Return every one of the records below word for word, but leave the pictures out.

** begin **

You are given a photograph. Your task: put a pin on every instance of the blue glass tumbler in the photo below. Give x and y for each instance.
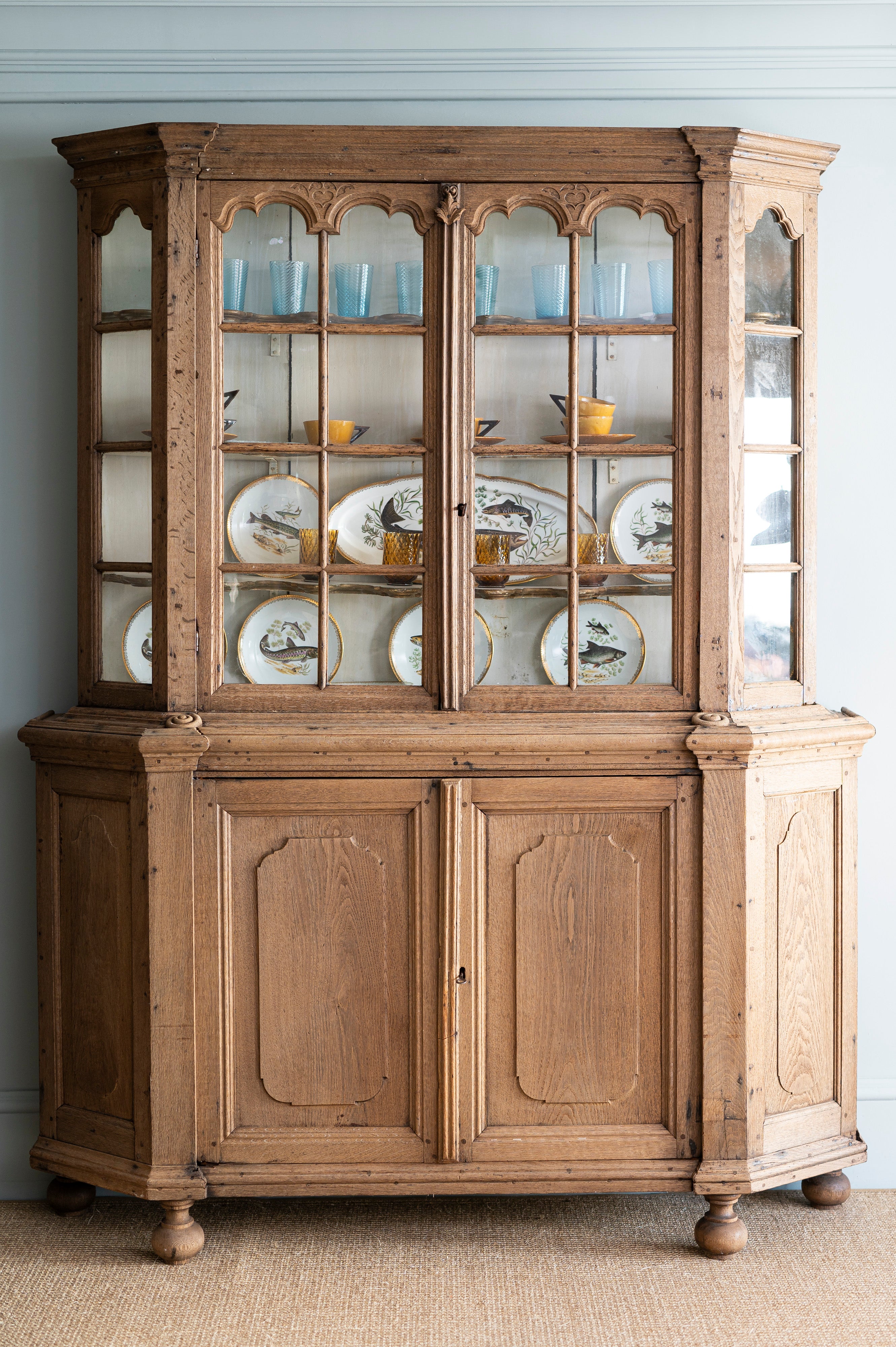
(289, 282)
(486, 289)
(611, 289)
(236, 271)
(552, 289)
(409, 277)
(354, 282)
(661, 274)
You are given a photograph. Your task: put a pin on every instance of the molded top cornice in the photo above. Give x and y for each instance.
(728, 153)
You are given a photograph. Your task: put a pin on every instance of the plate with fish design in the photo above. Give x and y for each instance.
(642, 527)
(266, 518)
(279, 642)
(137, 645)
(406, 647)
(611, 646)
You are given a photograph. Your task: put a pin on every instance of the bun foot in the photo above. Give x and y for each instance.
(826, 1190)
(178, 1237)
(68, 1197)
(721, 1233)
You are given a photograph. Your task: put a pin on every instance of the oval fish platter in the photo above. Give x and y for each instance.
(406, 647)
(279, 642)
(137, 645)
(266, 518)
(642, 527)
(611, 646)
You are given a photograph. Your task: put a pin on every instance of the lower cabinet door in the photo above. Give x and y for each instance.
(317, 972)
(578, 1012)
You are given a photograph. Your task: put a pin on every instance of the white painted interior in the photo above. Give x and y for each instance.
(809, 69)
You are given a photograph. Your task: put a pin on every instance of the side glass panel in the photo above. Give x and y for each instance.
(127, 266)
(626, 270)
(768, 627)
(522, 269)
(768, 406)
(770, 274)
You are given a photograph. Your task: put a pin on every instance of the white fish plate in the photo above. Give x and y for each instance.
(611, 646)
(278, 642)
(406, 647)
(265, 519)
(642, 527)
(137, 645)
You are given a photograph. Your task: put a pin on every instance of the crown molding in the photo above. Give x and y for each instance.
(459, 75)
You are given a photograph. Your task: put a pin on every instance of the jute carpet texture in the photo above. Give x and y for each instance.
(460, 1272)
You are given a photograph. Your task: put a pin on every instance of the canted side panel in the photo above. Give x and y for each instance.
(95, 964)
(319, 1018)
(801, 995)
(574, 1008)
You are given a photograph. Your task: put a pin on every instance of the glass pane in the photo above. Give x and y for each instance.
(382, 632)
(768, 482)
(127, 628)
(126, 374)
(626, 269)
(127, 267)
(768, 417)
(271, 631)
(635, 374)
(277, 235)
(770, 274)
(275, 379)
(127, 508)
(768, 624)
(380, 267)
(517, 623)
(378, 503)
(378, 383)
(515, 378)
(521, 261)
(271, 510)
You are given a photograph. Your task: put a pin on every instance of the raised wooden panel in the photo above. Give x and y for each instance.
(323, 973)
(577, 971)
(799, 957)
(95, 957)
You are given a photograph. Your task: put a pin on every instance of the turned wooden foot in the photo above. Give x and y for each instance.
(721, 1233)
(178, 1237)
(68, 1197)
(826, 1190)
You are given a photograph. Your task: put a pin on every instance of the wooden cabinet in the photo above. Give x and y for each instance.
(351, 879)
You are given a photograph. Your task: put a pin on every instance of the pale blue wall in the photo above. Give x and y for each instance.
(817, 71)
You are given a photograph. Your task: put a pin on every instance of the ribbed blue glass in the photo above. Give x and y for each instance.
(409, 277)
(354, 282)
(236, 271)
(486, 289)
(611, 289)
(661, 274)
(289, 282)
(552, 290)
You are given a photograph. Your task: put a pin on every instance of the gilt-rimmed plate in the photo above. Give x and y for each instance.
(642, 527)
(279, 642)
(611, 646)
(406, 647)
(137, 645)
(266, 518)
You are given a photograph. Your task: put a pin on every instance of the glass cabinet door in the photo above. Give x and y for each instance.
(574, 534)
(323, 455)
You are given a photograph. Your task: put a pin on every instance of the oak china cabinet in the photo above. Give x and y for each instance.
(351, 882)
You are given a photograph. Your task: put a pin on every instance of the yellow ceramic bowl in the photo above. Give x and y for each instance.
(340, 433)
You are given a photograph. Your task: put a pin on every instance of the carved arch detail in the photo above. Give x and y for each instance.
(324, 204)
(572, 205)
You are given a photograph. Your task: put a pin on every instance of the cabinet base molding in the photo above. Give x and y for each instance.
(760, 1173)
(273, 1181)
(157, 1183)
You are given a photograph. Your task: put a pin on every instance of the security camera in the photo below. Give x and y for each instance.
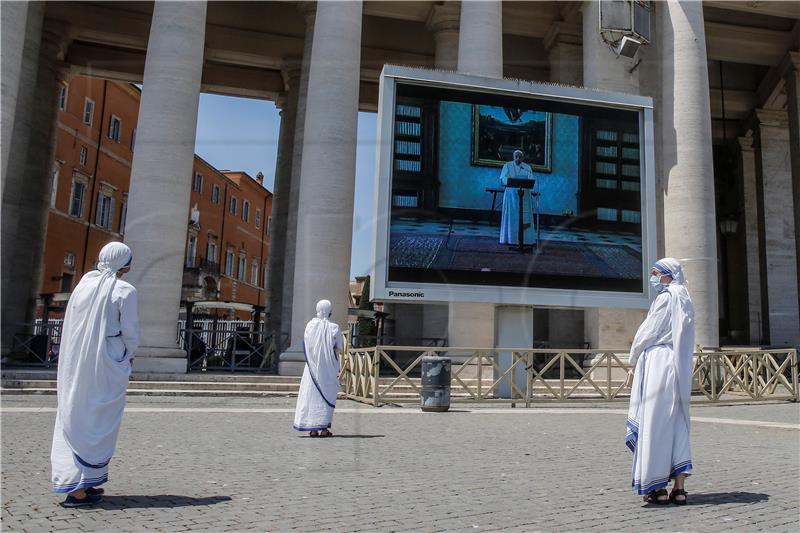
(627, 47)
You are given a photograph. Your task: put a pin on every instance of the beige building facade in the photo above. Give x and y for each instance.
(723, 76)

** end **

→ RESULT:
You are given a photograph. Your task: put a pin on every instance of the blue glass tumbler in the photo below. Give x and y for each instance.
(289, 282)
(486, 289)
(611, 289)
(236, 271)
(552, 289)
(409, 277)
(354, 282)
(661, 274)
You are given a photograph. Your task: put a pin on every instance of the molded top cornice in the photo above. Give x and y for each instance.
(728, 153)
You are given a photograph. Your task: put a pin on every instance of the plate with fish design in the photo above. Give x and y for each instance.
(642, 527)
(266, 518)
(279, 642)
(137, 645)
(406, 647)
(611, 646)
You are given a photograph. Your task: put a pin on every instance of the bun foot in the photo above. Give x and y for each instance.
(826, 1190)
(178, 1237)
(68, 1197)
(721, 1233)
You are given a photograph. Your task: put a pin on every instance of the oval fish platter in the photo above. Give x and y for each instance.
(406, 647)
(279, 642)
(137, 645)
(266, 518)
(642, 527)
(611, 646)
You are given a photograph. Your task: put a pin on every instance of the lower cabinet door in the photo above. Give x and y for each instance.
(317, 972)
(578, 1012)
You are given a photograph. Your task: put a pin on every instance of the white painted interior in the photo above. Give x and y for each instance.
(809, 69)
You are given a photograph. Your task: put a pin on every instance of the side glass panel in the photo above. Give x and y for each instance.
(127, 266)
(626, 270)
(768, 627)
(522, 269)
(768, 406)
(770, 274)
You are given a photograph. Your task: put a pin on every instance of the white fish plate in the photo above. Give x and y for each instance.
(611, 646)
(278, 642)
(406, 647)
(265, 519)
(642, 527)
(137, 645)
You are given a photograph. Your task: put a pin on every instance of the crown molding in the photo above. Give x and y for each instance.
(459, 75)
You are given a photograph. Your task: put a pin on every instance of the jute carpet texture in the photo above. Give x and y for each instance.
(460, 1272)
You are given a photograph. Your task: put a pin on every instance of the canted side panel in the photo above. Give x and y for each instance.
(95, 964)
(319, 1018)
(801, 995)
(574, 1008)
You are given a photograph. Your task: put a pin on every instance of the glass pane in the photo above. Give x and y for each instance.
(382, 632)
(768, 482)
(127, 628)
(126, 374)
(626, 269)
(127, 267)
(768, 417)
(271, 631)
(635, 374)
(277, 235)
(770, 274)
(275, 379)
(127, 508)
(768, 624)
(380, 267)
(517, 623)
(378, 503)
(378, 383)
(515, 378)
(521, 261)
(271, 510)
You are given a photograph. Your task: put a pin on every instance of the raised wooden panel in the photo above. Give x and y for each instance.
(323, 973)
(577, 971)
(799, 957)
(95, 957)
You are given a photograph. Your task: put a pin on every instance of the turned wooden foot in the photo above. Give x and y for each instance.
(721, 1233)
(178, 1237)
(68, 1197)
(826, 1190)
You are given a photograph. Your task: put a pin on every instance of the wooden cabinet in the photo above. Give x and y for each instance.
(351, 879)
You are given a photograph. Your task: put a pin on every instance of the pale blue wall in the photo above. Give x and y for each instance.
(817, 71)
You are given a photograph. Your task: put a pin on every instance of the ribbed blue glass in the photo above. Give x and y for each instance.
(409, 277)
(354, 282)
(236, 271)
(486, 289)
(611, 289)
(661, 274)
(289, 282)
(552, 290)
You are given a photograph. Your task: put a pin on every instance of the gilt-rimmed plate in the photo above. Give x and y for each instance.
(642, 527)
(279, 642)
(611, 646)
(406, 647)
(137, 645)
(266, 518)
You are given a photograph. Your task: put a pin on every instance of the glass cabinet door in the photo above. Give x and y for each instance.
(574, 534)
(323, 455)
You are given a photograph. Your task: put a pin on every instance of the oak china cabinet in the photo above. Give x and y for each instance.
(351, 882)
You are given a photograph. Your task: put a pin on every instance of the yellow ceramic bowl in the photo above. Give x and y for each instance.
(340, 433)
You are given a photograph. Your task: put a pin on every instance of the carved arch detail in the photo above. Give x and y for each instance.
(324, 204)
(572, 205)
You are given a photograph. Your task: put a pin on every instance of the cabinet base molding in the photo above. Give x and y for each instance.
(760, 1173)
(273, 1181)
(157, 1183)
You are given a photograph. Your task: put a pin on every instance of the security camera in the photo below. Give x and y for each instance.
(627, 47)
You are given a photograph. Your task: put a pin on every instance of the beige building facade in the photo above. Give x and y for each instance.
(723, 76)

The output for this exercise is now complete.